» MATERIAL FOR THIS TASK

::::

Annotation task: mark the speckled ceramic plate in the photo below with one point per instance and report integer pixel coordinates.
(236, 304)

::::

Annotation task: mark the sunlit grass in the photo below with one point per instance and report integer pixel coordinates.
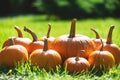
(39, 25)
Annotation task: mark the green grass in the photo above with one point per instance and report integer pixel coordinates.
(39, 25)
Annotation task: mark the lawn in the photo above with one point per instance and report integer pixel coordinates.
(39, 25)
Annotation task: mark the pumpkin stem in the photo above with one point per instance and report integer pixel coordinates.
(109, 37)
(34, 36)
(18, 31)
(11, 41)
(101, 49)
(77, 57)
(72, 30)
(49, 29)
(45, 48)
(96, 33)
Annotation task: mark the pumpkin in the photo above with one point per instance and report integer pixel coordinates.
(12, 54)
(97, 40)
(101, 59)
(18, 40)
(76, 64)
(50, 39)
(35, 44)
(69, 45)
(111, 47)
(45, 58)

::::

How many lines in the records above contain the word "integer"? Case matters, so match uppercase and lowercase exactly, and reply with the number alone.

» RESPONSE BELOW
6